**Work instructions:** Rewrite the data with every "report the coordinates" swapped for "list the coordinates", keeping everything else unchanged and leaving out the pictures.

**Source material:**
'''
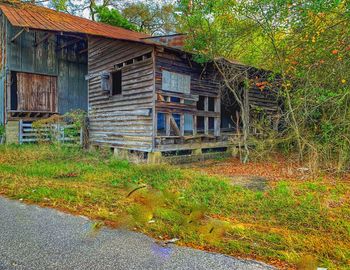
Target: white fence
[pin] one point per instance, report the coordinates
(51, 132)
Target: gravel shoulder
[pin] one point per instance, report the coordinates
(32, 237)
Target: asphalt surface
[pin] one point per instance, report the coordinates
(38, 238)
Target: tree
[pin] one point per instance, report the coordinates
(151, 17)
(305, 42)
(113, 17)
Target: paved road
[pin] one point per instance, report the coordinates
(38, 238)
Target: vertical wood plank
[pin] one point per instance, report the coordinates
(206, 119)
(217, 123)
(182, 125)
(194, 125)
(167, 124)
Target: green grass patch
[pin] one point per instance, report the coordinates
(290, 221)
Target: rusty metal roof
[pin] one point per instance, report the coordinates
(41, 18)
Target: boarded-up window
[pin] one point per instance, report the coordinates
(176, 82)
(36, 93)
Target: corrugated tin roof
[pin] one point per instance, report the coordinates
(41, 18)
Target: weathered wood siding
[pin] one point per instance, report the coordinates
(202, 83)
(66, 64)
(36, 93)
(2, 68)
(120, 121)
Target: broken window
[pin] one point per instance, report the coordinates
(211, 104)
(176, 82)
(116, 82)
(200, 124)
(200, 103)
(161, 124)
(188, 124)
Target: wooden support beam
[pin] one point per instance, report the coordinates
(47, 36)
(194, 125)
(217, 123)
(174, 125)
(167, 124)
(182, 125)
(206, 118)
(19, 33)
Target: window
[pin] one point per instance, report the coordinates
(200, 103)
(211, 123)
(188, 124)
(200, 124)
(211, 104)
(116, 82)
(161, 124)
(176, 82)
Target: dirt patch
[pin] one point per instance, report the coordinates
(255, 183)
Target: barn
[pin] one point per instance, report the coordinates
(143, 95)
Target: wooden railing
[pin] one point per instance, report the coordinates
(51, 132)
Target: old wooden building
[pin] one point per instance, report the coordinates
(143, 94)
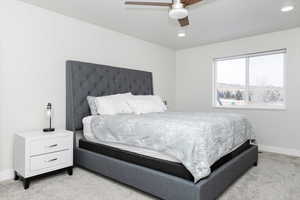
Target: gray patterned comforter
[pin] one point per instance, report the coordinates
(197, 140)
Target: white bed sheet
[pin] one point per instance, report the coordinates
(90, 136)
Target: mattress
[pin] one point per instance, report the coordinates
(129, 137)
(88, 135)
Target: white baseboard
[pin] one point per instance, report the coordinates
(6, 174)
(285, 151)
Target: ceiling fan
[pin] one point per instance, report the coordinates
(177, 10)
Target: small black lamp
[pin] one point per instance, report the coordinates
(49, 114)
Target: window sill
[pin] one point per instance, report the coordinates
(270, 108)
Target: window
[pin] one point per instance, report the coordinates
(250, 81)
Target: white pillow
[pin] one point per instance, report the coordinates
(113, 104)
(146, 104)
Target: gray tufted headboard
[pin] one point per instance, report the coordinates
(86, 79)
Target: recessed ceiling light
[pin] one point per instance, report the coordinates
(287, 8)
(181, 33)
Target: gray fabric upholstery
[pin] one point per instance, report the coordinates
(86, 79)
(166, 186)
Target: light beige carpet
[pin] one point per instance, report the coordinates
(277, 177)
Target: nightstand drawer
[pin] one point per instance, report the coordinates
(50, 145)
(50, 160)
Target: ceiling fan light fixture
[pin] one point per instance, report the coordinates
(178, 11)
(287, 8)
(181, 33)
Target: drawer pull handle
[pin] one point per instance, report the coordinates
(53, 145)
(51, 160)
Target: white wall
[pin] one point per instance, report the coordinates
(276, 130)
(34, 45)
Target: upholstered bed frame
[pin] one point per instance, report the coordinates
(83, 79)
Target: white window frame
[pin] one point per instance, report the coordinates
(247, 57)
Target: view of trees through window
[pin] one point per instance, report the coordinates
(253, 81)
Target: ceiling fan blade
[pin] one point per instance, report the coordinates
(147, 3)
(184, 21)
(190, 2)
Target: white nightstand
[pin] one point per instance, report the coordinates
(37, 153)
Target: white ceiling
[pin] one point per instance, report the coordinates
(211, 21)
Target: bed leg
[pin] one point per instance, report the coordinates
(70, 171)
(16, 176)
(255, 164)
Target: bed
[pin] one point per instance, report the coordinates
(161, 177)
'''
**Reply to the task:**
Target: white fence
[pin] one point per instance, list the coordinates
(51, 132)
Target: gravel shoulder
[pin] one point per instance, list the coordinates
(32, 237)
Target: asphalt surface
[pin] one point per instance, list the coordinates
(38, 238)
Target: tree
[pin] one point per instance, list the coordinates
(151, 17)
(305, 42)
(113, 17)
Target: paved road
[pin] one point per instance, list the coordinates
(38, 238)
Target: vertical wood plank
[pin] one point per instance, list the coordinates
(206, 119)
(217, 123)
(182, 125)
(194, 125)
(167, 124)
Target: green grass patch
[pin] one point per instance, list the coordinates
(290, 221)
Target: rusty metal roof
[pin] one point per instance, list the coordinates
(41, 18)
Target: boarded-up window
[pin] one point per instance, list the coordinates
(176, 82)
(36, 93)
Target: corrugated tin roof
[pin] one point per instance, list the coordinates
(41, 18)
Target: weathered wood siding
[pin] one point per instance, list the coordinates
(202, 83)
(66, 64)
(36, 93)
(2, 68)
(120, 121)
Target: broken window
[pin] one point per instance, list the coordinates
(211, 104)
(176, 82)
(116, 82)
(200, 124)
(200, 103)
(161, 124)
(188, 124)
Target: wooden support beam
[pin] one point per instance, list the coordinates
(47, 36)
(194, 125)
(217, 123)
(174, 125)
(167, 124)
(182, 125)
(206, 118)
(19, 33)
Target: window
[pin] one point per instance, list the coordinates
(200, 103)
(211, 123)
(188, 124)
(200, 124)
(211, 104)
(116, 82)
(161, 124)
(176, 82)
Target: dirt patch
[pin] one point per instance, list the coordinates
(255, 183)
Target: barn
[pin] one point per instance, list the coordinates
(143, 95)
Target: wooden railing
[pin] one point per instance, list the coordinates
(51, 132)
Target: old wooden building
[pin] one point per instance, list the coordinates
(143, 94)
Target: gray patterned comforter
[pin] one point per instance, list the coordinates
(197, 140)
Target: white bed sheet
[pin] one point per instance, list the coordinates
(90, 136)
Target: mattress
[pin] one point per instance, list the coordinates
(129, 137)
(88, 135)
Target: white baseboard
[pin] one point per instance, list the coordinates
(6, 174)
(285, 151)
Target: ceiling fan
[pin] one point per instance, list the coordinates
(177, 10)
Target: small black lamp
[pin] one point per instance, list the coordinates
(49, 114)
Target: window sill
[pin] one point per instance, list the coordinates
(270, 108)
Target: window
[pin] one point per instance, list the coordinates
(250, 81)
Target: white pillow
[pin] one point per instance, list the coordinates
(113, 104)
(146, 104)
Target: gray tufted headboard
[pin] one point per instance, list the coordinates
(86, 79)
Target: recessed ceiling light
[pin] one point per instance, list the coordinates
(287, 8)
(181, 33)
Target: gray fabric upholstery
[pin] one point per instance, list the coordinates
(86, 79)
(166, 186)
Target: light beige carpet
[pin] one point per instance, list the coordinates
(277, 177)
Target: nightstand drawer
[pin] one point per instance, list the coordinates
(50, 145)
(50, 160)
Target: ceiling fan light fixture
[pin] one point per instance, list the coordinates
(178, 11)
(287, 8)
(181, 33)
Target: drawer pull handle
[pin] one point per instance, list the coordinates
(53, 145)
(51, 160)
Target: white wall
[pin] one point per instance, list the coordinates
(276, 130)
(34, 45)
Target: upholstered bed frame
[pin] one point per instance, list the coordinates
(83, 79)
Target: white window frame
[pin] one point per instance, list the coordinates
(247, 57)
Target: view of trees through window
[pin] one point per instance, list the coordinates
(253, 81)
Target: ceiling fan blade
[pin] one point per instance, list the coordinates
(147, 3)
(184, 21)
(190, 2)
Target: white nightstand
[pin] one point per instance, list the coordinates
(37, 153)
Target: white ceiling
[pin] one point per instance, list the coordinates
(211, 21)
Target: bed leg
[pin] one point per instance, list the coordinates
(70, 171)
(16, 176)
(255, 164)
Target: bed
[pin] one point per instance, list the coordinates
(161, 177)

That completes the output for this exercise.